● EXTRACT PROVIDED
Begin
I did a big NO-NO

Nano-joe

Small Fish
Jun 16, 2016
12
0
1
#1
So, I've been in the aquatic hobby for a few years now. Honestly... I should have known better here. But here it goes (slightly embarrass)

I recently set-up my first nano saltwater tank. A very fun project I've been doing. My eagerness got the best of me. The original set up I had going was the fluval spec v with a cheap dry silica sand I thought I would love because of how white it was. Very wrong. I hated it! So I went and bought carrib-sea live sand and I love it!
Well I replaced the silica with the new live sand and I did not rinse the sand....
Now, not the end of the world but a HUGE pain when I move something around in the tank or scrub my walls I get instant sand clouds! The water gets murky and stays like it for hours. So currently I have polishing pads in place of my carbon in the sump of the fluval. Also have a small aqueon quiet flow filter stuffed with more polishing pads.
I stir up the sand to get the smaller particles to float around in hopes the filter pad will pick them up. I've been doing this process for 2 days now and I'm curios to see if anyone has any better ideas for me.
 

arcab4

The Big Fish
The Big Fish
Oct 22, 2002
1,554
30
48
42
Sunny Southern California
#2
is there a sump? i've done in the past is vacuum the water into a filter bag into my sump so the water just goes back into the tank and the filter bag catches the particles.

manually stirring the sand top? might take awhile. how about adjusting your powerheads to have the water flow stir up the sand and hopefully it'll be a faster process.
 

CAPSLOCK

Elite Fish
Jul 19, 2004
3,682
33
48
35
Cape Cod
#3
Option A: Stir up the sand intentionally, as much as possible. Get all those little particulates up into the water column. Then siphon out almost all the water while all the particulates are suspended in it (go right down to the sand if no fish, or leave them just enough water to stay submerged if there are fish). Pour the water through a filter sock or some such, ideally until it runs clear - this will mean rinsing out the filter sock in the middle of this, probably multiple times. Or just do it as a huge water change with all new water, and don't bother trying to clear up the old water - in that case, make sure to match the temp & salinity very closely to your tank water. With such a small volume of water, just changing it out might be less aggravating than trying to clean it. From experience, it is amazing how nicely a 95% water change removes non-rinsed-sand syndrome...
End
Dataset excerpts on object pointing
Begin
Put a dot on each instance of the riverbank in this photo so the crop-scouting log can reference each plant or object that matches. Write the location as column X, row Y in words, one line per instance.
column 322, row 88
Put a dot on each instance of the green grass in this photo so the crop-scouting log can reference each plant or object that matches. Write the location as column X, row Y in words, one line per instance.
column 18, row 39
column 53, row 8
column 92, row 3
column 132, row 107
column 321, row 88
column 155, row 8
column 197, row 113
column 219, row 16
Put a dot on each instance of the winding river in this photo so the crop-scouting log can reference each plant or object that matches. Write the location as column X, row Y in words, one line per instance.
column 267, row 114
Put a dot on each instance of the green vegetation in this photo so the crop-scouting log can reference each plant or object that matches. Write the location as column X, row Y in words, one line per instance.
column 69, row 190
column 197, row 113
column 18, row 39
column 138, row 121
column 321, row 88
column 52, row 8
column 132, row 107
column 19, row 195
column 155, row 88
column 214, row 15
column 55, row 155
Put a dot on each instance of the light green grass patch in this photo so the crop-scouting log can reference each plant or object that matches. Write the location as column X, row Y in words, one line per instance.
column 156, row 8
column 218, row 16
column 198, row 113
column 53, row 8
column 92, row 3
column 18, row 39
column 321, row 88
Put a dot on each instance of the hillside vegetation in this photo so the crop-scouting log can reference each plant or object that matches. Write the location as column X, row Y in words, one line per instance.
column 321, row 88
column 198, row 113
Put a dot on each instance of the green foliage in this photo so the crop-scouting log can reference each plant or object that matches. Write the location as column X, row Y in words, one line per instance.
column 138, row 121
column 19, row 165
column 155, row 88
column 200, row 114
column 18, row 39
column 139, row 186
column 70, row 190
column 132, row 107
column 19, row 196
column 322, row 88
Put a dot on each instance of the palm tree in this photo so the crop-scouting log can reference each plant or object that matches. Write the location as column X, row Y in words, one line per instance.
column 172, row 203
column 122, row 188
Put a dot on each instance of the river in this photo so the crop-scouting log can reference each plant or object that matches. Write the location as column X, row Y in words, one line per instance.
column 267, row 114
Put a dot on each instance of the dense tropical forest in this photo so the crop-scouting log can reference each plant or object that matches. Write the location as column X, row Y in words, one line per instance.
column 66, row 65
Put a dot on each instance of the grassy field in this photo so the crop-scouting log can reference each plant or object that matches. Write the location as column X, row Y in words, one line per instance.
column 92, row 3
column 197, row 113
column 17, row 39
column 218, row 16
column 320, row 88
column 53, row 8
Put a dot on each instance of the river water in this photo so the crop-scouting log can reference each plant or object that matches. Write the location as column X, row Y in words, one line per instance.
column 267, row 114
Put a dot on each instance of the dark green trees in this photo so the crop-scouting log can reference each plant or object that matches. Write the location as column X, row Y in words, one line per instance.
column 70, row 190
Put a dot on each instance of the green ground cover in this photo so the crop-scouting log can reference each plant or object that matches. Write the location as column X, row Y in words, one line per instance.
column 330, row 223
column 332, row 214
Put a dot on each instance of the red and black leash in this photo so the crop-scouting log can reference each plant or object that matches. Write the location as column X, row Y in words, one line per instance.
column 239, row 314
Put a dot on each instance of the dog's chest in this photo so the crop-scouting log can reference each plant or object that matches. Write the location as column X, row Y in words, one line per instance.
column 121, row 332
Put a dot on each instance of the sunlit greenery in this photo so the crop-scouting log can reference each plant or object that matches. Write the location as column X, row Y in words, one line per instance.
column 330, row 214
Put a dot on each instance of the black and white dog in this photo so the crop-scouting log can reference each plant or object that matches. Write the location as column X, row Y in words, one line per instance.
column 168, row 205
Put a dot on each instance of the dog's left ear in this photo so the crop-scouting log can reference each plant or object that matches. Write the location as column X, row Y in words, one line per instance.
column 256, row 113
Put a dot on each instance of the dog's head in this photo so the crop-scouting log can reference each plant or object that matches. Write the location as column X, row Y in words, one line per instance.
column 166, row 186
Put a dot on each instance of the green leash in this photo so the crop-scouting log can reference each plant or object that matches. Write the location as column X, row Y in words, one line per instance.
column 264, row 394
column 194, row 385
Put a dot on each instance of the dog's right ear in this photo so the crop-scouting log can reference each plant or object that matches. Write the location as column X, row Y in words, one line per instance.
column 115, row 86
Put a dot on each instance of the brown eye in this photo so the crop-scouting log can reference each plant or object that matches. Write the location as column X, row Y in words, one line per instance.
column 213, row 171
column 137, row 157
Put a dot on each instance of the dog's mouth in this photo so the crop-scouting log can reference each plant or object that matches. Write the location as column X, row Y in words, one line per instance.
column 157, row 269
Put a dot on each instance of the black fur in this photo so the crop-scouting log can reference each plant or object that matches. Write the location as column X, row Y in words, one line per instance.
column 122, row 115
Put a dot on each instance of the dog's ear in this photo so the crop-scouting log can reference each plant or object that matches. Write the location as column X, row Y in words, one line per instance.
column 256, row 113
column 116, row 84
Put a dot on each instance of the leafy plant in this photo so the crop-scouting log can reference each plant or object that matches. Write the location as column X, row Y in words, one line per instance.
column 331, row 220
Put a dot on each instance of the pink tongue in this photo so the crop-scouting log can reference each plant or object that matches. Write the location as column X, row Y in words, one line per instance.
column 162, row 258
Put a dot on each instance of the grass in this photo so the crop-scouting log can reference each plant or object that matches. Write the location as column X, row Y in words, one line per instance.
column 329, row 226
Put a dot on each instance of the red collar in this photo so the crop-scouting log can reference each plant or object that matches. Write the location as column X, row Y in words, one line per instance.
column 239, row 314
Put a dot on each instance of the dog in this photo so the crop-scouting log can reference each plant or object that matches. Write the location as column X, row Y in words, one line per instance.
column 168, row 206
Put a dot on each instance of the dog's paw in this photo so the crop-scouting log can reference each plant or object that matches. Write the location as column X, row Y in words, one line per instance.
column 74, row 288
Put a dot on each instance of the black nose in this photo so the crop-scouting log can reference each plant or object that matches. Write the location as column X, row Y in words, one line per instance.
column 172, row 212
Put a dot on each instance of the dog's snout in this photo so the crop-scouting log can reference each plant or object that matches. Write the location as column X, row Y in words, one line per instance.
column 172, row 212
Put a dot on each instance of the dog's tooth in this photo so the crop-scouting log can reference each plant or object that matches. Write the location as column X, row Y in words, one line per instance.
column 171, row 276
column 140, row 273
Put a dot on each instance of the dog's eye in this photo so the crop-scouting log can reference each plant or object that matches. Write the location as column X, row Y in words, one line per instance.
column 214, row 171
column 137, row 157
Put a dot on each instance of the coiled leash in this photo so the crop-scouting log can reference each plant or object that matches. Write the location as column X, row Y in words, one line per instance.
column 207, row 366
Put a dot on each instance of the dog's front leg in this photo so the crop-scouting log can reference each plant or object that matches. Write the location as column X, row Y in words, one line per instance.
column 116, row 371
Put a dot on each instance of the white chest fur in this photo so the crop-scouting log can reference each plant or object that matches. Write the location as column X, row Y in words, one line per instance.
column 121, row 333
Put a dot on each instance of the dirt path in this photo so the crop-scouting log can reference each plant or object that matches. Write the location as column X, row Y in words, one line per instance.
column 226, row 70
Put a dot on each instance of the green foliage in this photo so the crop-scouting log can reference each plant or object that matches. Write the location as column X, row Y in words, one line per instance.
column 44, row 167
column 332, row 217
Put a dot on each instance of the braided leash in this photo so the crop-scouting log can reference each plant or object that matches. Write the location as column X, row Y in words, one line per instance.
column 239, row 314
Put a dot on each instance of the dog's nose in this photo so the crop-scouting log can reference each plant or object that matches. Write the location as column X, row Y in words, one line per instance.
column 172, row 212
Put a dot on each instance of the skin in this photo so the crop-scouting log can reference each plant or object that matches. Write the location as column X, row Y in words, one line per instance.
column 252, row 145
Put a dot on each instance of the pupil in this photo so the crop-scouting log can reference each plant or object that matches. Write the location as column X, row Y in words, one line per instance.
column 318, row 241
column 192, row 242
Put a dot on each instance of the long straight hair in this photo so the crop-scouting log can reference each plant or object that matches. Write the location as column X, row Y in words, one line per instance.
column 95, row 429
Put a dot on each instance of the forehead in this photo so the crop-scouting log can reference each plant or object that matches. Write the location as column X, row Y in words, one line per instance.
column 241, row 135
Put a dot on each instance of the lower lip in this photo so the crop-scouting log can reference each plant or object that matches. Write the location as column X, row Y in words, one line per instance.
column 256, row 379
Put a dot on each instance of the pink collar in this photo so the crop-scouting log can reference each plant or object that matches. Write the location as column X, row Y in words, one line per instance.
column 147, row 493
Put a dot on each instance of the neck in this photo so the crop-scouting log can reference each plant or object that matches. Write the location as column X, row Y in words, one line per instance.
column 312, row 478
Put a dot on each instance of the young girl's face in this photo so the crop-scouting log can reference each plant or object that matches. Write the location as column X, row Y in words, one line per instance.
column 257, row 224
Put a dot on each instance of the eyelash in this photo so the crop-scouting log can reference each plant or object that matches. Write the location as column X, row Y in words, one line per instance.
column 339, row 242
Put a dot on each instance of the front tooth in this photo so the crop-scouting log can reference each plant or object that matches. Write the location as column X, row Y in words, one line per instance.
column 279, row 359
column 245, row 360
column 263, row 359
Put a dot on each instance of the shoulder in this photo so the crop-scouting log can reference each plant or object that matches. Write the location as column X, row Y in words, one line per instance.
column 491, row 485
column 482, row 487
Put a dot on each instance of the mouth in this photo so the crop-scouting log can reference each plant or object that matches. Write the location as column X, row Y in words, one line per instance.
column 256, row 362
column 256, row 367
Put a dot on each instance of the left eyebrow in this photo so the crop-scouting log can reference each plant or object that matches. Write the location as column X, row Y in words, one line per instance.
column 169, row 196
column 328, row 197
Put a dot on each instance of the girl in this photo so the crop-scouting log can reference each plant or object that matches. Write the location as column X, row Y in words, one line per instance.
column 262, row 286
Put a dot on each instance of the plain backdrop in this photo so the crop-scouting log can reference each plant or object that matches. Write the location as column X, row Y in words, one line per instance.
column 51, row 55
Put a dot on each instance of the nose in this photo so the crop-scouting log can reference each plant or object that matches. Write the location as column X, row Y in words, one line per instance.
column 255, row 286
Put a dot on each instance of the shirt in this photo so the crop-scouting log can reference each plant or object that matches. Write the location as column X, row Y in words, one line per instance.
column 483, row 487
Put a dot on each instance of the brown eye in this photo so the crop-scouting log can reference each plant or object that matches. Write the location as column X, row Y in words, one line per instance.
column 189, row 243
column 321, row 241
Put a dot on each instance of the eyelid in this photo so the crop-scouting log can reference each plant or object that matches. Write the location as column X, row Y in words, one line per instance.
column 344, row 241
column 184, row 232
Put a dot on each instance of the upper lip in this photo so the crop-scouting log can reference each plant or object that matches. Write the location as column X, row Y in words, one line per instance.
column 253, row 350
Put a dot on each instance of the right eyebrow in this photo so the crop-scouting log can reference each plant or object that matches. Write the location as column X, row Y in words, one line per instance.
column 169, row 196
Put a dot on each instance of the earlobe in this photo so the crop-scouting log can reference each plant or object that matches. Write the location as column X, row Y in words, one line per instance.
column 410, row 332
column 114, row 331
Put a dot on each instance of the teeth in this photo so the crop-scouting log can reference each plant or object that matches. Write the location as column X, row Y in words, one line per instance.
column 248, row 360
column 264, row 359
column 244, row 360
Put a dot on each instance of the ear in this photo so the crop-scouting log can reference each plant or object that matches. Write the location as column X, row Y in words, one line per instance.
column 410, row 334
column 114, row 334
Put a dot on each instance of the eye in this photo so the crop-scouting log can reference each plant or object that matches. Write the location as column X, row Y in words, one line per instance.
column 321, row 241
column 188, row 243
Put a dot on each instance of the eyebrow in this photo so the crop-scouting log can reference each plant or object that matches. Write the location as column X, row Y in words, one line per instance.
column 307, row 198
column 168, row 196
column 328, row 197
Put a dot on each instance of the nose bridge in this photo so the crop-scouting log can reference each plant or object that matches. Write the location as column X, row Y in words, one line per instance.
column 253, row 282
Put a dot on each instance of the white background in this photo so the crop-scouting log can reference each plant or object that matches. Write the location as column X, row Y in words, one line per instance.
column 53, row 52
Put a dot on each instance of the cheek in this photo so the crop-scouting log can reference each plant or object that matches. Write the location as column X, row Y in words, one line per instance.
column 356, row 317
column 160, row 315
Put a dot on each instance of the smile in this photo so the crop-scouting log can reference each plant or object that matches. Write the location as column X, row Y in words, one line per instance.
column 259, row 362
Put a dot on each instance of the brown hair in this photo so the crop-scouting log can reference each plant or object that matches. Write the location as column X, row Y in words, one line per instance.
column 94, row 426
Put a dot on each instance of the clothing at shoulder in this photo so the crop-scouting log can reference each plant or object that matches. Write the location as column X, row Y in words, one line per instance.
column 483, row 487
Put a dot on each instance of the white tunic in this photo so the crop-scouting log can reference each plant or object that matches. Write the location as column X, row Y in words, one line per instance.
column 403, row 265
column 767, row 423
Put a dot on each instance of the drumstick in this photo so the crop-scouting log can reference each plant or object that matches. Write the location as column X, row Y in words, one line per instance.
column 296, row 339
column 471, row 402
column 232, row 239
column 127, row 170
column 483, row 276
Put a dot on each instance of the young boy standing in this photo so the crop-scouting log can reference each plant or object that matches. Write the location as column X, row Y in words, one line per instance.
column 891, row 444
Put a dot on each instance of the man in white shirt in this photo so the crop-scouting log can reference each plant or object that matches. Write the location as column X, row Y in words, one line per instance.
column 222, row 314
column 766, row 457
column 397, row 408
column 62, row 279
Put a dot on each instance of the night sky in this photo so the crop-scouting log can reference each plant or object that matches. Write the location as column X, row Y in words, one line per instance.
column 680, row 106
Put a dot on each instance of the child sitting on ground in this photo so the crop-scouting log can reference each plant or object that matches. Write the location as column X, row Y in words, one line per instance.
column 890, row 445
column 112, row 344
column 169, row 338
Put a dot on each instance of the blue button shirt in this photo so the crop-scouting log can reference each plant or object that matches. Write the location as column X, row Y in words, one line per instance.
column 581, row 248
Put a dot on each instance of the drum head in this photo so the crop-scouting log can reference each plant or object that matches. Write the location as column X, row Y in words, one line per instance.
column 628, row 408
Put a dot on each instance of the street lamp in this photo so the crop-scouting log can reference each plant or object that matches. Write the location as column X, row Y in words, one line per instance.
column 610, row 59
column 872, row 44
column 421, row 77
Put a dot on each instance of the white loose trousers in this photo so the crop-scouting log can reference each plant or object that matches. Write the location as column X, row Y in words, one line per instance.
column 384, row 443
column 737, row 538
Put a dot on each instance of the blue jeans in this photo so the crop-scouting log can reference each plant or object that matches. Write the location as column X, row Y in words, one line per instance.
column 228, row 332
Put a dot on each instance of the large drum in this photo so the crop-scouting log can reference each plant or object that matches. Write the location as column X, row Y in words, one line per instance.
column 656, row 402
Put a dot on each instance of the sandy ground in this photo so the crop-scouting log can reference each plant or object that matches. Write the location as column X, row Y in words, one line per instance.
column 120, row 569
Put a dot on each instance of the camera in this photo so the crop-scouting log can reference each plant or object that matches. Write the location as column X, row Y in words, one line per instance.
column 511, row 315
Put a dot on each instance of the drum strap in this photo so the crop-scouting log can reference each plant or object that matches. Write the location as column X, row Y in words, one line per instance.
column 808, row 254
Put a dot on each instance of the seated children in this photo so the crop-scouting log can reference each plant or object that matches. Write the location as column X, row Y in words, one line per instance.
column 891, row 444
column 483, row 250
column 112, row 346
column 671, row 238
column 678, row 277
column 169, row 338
End
● TASKS TO CARRY OUT
**a)** Decide whether each statement agrees with the forum thread, answering yes or no and quoting the words that settle it: (i) The poster put the new live sand in the tank without rinsing it. (ii) The poster kept carbon in the sump of the fluval. (iii) The post marked #3 advises matching temperature and salinity when doing a large water change with all new water.
**b)** Answer these questions from the forum thread:
(i) What brand of live sand did the first poster buy?
(ii) For how many days has the first poster been stirring up the sand?
(iii) What size of water change does the post marked #3 credit with removing non-rinsed-sand syndrome?
The records have no connection to the forum thread.

● ANSWERS PER TASK
**a)**
(i) Yes: "I replaced the silica with the new live sand and I did not rinse the sand"
(ii) No: "I have polishing pads in place of my carbon in the sump of the fluval"
(iii) Yes: "make sure to match the temp & salinity very closely to your tank water"

**b)**
(i) Carrib-sea live sand.
(ii) 2 days.
(iii) A 95% water change.